**TASK STATEMENT**
Please report every line below that contains the word "instance", copying each one in full. Matching is case-sensitive.

**SOURCE RECORDS**
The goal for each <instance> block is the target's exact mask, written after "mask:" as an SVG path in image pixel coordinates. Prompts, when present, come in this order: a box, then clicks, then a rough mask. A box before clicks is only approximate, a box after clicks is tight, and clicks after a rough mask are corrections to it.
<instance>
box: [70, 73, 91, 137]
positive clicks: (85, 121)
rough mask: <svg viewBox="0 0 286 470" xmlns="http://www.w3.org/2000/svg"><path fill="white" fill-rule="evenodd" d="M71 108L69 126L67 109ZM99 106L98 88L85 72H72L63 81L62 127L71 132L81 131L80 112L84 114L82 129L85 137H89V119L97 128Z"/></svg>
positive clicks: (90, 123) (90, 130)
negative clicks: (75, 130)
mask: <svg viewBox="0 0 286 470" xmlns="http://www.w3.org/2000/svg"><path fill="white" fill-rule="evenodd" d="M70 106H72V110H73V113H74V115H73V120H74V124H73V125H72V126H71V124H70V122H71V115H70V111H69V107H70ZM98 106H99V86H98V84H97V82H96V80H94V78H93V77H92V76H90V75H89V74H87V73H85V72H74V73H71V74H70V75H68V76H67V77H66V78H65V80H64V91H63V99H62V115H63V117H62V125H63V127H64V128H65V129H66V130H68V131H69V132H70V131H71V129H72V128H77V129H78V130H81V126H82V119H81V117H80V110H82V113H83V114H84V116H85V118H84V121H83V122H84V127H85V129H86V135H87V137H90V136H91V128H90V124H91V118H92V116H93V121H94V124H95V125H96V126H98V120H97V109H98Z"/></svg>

**THE COMPLETED TASK**
The goal for each <instance> block is the target's exact mask, written after "mask:" as an SVG path in image pixel coordinates. Prompts, when present, come in this order: a box, then clicks, then a rough mask. A box before clicks is only approximate, a box after clicks is tight, and clicks after a rough mask are corrections to it.
<instance>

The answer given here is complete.